*Okuma parçası*
=====
• Sonuç bulunamadı

4. ZİNCİRLİKUYU-LEVENT AKSI ÜZERİNDEKİ KARMA İŞLE

4.1 Zincirlikuyu-Levent Aksı’nın Tarihsel Gelişimi

1900’ lerin başında Osmanlı padişahlarının av alanı iken, 1940’larda şehir merkezinden uzak olan bölgede açılan fabrikalarla sanayi bölgesi haline gelen Zincirlikuyu-Levent aksının gelişimi, 1950 öncesinde kent plancıları tarafından haklı gerekçelerle engellenmiştir. Fakat bugünün politik kararları doğrultusunda aksın MİA etkilenme alanına dahil edilmesi ve 5000 ölçekli nazım planlarında turizm ve ticaret alanı olarak gösterilmesine karar verilmiştir:

1950’den önce Prost tarafından hazırlanan planlarda kentin kuzeye doğru gelişmesi öngörülmemiş bunun için döneminin sonunda ortaya atılan ve Levent’te planlanan konutlara ve aksta yer seçmek isteyen sanayi taleplerine karşı çıkılmıştır. Bunu

takiben 1966 yılında, Büyük İstanbul Nazım Plan Bürosu, kent için sürdürülebilir bir gelişmenin ancak kent, Marmara Denizine paralel gelişilir ve kuzeye doğru gelişme engellenirsemümkün olacağı yönünde olacağını öngörmüş ve bu akstaki yapılaşma talebini engellemiştir (Cansever, 1993).

Kent merkezinin günümüz koşulları ile yeniden örgütlenmesi geniş kapsamlı bir planlamayla olmuştur. 1980’de onanan İstanbul Metropolitan Alan Nazım İmar Planı’nda, iş bölgesi olarak başta Beşiktaş-Levent-Maslak aksı daha sonra da Taksim-Haliç-Piyale Paşa ekseninden dolaşarak Şişli, Büyükdere Caddesi’ne oradan da Levent’e bağlanan aks seçilmiştir. 1988’deki planla Şişli-Büyükdere aksındaki arsalara emsal 4.4, Maslaktaki arsalara ise 2.3 olarak verilmiş ve bu karar aksın gelişimini desteklemiştir. İstanbul’un ana gelişme aksı doğu-batı istikametindeyken ilk önce Boğaz Köprüsü daha sonra da Fatih Sultan Mehmet Köprüsü’nün yapılmasıyla boğaza paralel ikinci bir aks oluşmuş ve bu akslar üzerinde Mecidiyeköy-Esentepe-Zincirlikuyu, Beşiktaş-Levent-Maslak, Güneşli-İkitelli gibi iş bölgeleri ortaya çıkmıştır. Akstaki gelişme Birinci Boğaz Köprüsü’nün ve bağlantı yollarının 1974 yılında açılmasından sonra hızlanmıştır. Boğaz Köprüsünün ve bağlantı yollarının açılması kentteki zaman uzaklık matrisini değiştirmiş ve kentin makro formunun kuzeye doğru gelişimini tetiklemiştir.
=====
*Verilen malzeme*

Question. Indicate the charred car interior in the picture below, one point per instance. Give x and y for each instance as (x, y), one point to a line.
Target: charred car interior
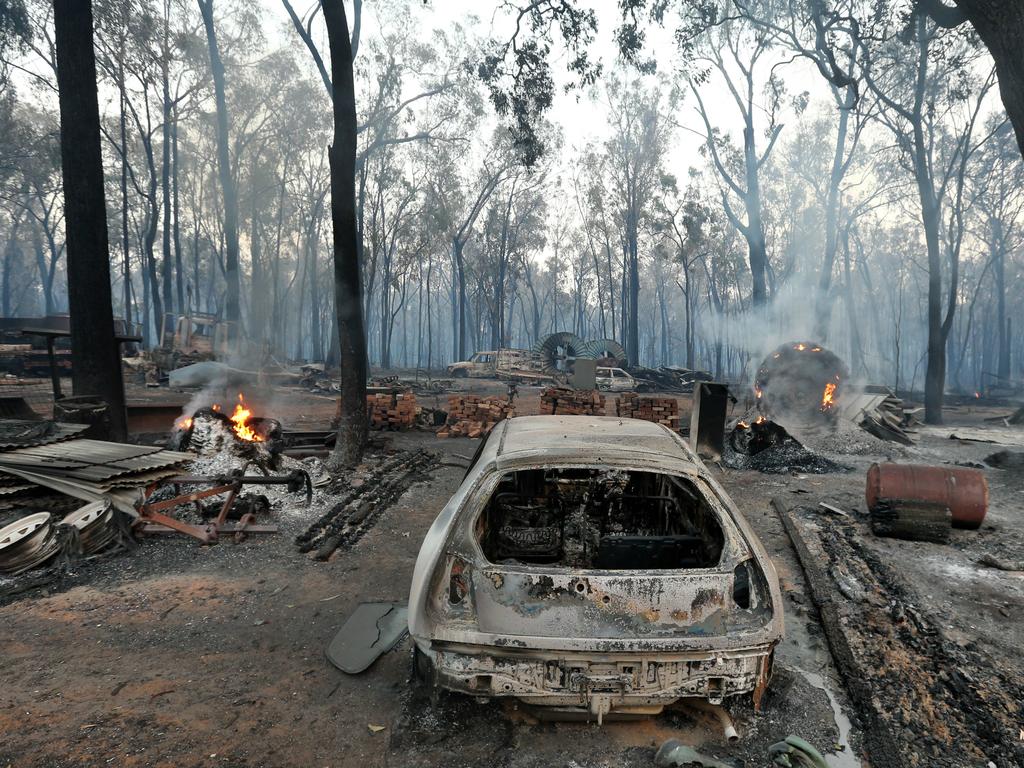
(592, 565)
(602, 519)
=====
*Göreviniz*
Zincirlikuyu-Levent aksıyla ilgili metinde "1950’den önce Prost" ile başlayıp "engellemiştir (Cansever, 1993)." ile biten kısmı, "Büyük İstanbul Nazım Plan Bürosu" yerine "İstanbul Nazım Plan Bürosu" koyarak yeniden yazın. Yalnızca metindeki bilgileri kullanın.

*Alıştırmanın cevabı*
1950’den önce Prost tarafından hazırlanan planlarda kentin kuzeye doğru gelişmesi öngörülmemiş bunun için döneminin sonunda ortaya atılan ve Levent’te planlanan konutlara ve aksta yer seçmek isteyen sanayi taleplerine karşı çıkılmıştır. Bunu

takiben 1966 yılında, İstanbul Nazım Plan Bürosu, kent için sürdürülebilir bir gelişmenin ancak kent, Marmara Denizine paralel gelişilir ve kuzeye doğru gelişme engellenirsemümkün olacağı yönünde olacağını öngörmüş ve bu akstaki yapılaşma talebini engellemiştir (Cansever, 1993).